--- START Input rows ---

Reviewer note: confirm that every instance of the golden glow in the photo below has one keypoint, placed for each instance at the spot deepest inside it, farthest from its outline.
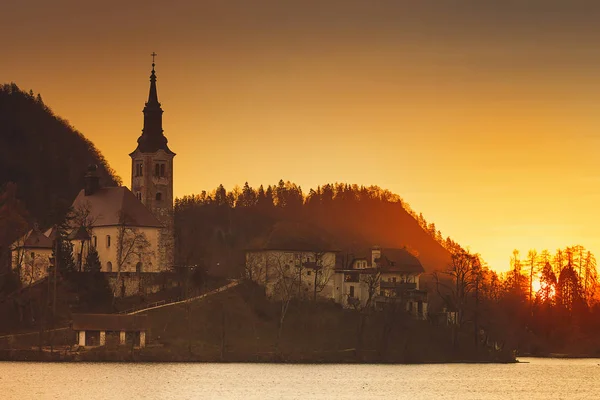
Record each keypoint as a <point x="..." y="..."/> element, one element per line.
<point x="487" y="122"/>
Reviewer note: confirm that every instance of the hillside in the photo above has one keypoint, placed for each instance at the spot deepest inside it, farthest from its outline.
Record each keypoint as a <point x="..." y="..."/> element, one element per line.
<point x="213" y="229"/>
<point x="44" y="155"/>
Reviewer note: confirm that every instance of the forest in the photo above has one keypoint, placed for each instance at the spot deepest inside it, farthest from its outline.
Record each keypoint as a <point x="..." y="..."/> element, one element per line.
<point x="546" y="303"/>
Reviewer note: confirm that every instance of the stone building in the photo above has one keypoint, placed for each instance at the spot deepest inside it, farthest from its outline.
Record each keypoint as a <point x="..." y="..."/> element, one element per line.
<point x="31" y="255"/>
<point x="132" y="230"/>
<point x="388" y="276"/>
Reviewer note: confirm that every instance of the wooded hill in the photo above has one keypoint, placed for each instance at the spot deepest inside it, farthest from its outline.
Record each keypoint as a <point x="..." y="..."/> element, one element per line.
<point x="44" y="155"/>
<point x="47" y="159"/>
<point x="213" y="229"/>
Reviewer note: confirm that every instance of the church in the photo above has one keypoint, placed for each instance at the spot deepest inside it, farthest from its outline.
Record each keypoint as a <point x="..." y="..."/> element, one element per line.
<point x="132" y="230"/>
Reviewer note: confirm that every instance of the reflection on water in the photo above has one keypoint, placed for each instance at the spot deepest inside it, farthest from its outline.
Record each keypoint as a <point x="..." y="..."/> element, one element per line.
<point x="535" y="379"/>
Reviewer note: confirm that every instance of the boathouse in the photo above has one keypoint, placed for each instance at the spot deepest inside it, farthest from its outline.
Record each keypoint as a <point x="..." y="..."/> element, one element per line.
<point x="93" y="330"/>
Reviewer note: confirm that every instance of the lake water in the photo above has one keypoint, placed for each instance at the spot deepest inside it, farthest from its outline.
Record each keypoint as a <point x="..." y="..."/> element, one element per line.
<point x="534" y="379"/>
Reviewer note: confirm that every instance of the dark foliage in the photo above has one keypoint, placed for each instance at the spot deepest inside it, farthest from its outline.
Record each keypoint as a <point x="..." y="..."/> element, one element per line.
<point x="213" y="229"/>
<point x="44" y="155"/>
<point x="13" y="222"/>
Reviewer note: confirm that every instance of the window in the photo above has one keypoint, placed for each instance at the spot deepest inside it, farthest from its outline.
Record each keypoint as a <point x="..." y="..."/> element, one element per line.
<point x="139" y="168"/>
<point x="160" y="169"/>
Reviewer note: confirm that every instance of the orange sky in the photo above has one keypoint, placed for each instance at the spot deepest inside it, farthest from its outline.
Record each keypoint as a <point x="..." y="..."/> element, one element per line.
<point x="483" y="117"/>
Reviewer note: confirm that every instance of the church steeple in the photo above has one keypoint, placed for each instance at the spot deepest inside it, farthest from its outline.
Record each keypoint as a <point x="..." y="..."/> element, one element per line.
<point x="153" y="96"/>
<point x="152" y="138"/>
<point x="152" y="173"/>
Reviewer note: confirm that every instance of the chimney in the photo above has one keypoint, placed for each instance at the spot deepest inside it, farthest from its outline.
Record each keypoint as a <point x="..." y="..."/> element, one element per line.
<point x="92" y="181"/>
<point x="375" y="255"/>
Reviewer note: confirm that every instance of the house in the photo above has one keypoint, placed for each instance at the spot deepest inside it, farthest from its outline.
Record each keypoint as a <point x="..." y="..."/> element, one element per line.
<point x="294" y="258"/>
<point x="132" y="230"/>
<point x="122" y="230"/>
<point x="380" y="277"/>
<point x="93" y="330"/>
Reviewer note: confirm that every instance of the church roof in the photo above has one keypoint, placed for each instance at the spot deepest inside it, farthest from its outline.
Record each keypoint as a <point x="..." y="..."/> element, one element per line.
<point x="107" y="206"/>
<point x="293" y="236"/>
<point x="152" y="138"/>
<point x="391" y="260"/>
<point x="34" y="239"/>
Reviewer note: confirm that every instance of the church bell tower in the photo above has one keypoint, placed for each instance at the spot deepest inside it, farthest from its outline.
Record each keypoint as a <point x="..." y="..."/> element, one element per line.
<point x="152" y="173"/>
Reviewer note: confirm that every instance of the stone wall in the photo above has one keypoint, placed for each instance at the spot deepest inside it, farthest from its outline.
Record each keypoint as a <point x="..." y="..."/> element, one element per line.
<point x="133" y="283"/>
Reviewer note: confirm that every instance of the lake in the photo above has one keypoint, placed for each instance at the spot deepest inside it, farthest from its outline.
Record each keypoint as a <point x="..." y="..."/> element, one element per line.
<point x="534" y="378"/>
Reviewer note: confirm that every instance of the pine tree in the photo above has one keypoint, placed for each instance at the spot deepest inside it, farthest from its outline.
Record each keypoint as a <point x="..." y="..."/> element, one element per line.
<point x="65" y="256"/>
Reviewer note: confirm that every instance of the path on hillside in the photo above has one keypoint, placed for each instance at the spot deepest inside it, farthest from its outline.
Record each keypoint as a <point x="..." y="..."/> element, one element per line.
<point x="152" y="306"/>
<point x="163" y="303"/>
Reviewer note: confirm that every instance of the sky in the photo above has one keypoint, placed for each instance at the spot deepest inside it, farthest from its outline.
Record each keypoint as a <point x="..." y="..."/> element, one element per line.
<point x="482" y="115"/>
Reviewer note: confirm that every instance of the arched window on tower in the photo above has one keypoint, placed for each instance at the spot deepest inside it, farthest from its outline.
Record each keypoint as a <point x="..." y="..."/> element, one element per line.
<point x="139" y="168"/>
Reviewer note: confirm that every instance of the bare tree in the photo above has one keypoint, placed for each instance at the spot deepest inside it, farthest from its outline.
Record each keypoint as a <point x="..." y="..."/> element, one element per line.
<point x="132" y="244"/>
<point x="462" y="271"/>
<point x="371" y="281"/>
<point x="322" y="274"/>
<point x="284" y="288"/>
<point x="532" y="262"/>
<point x="82" y="217"/>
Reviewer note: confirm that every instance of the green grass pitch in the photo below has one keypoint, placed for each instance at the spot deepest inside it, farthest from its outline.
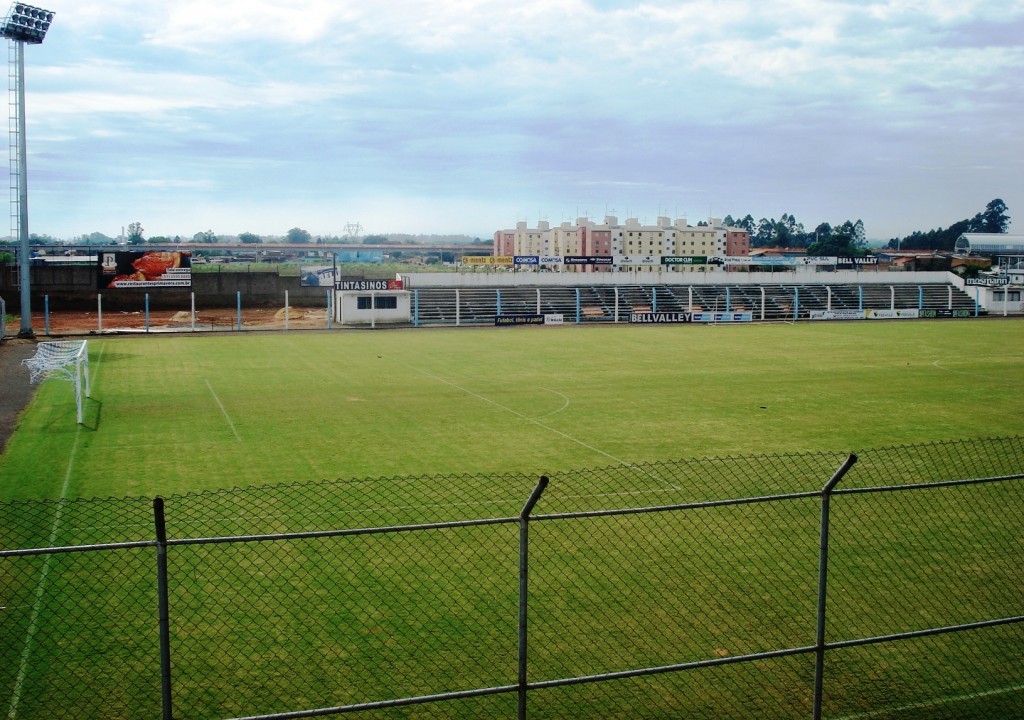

--- END Input rows ---

Count how many lines in the items above contain the string "orange", with case taken into account. Give only the number.

Finished exercise:
1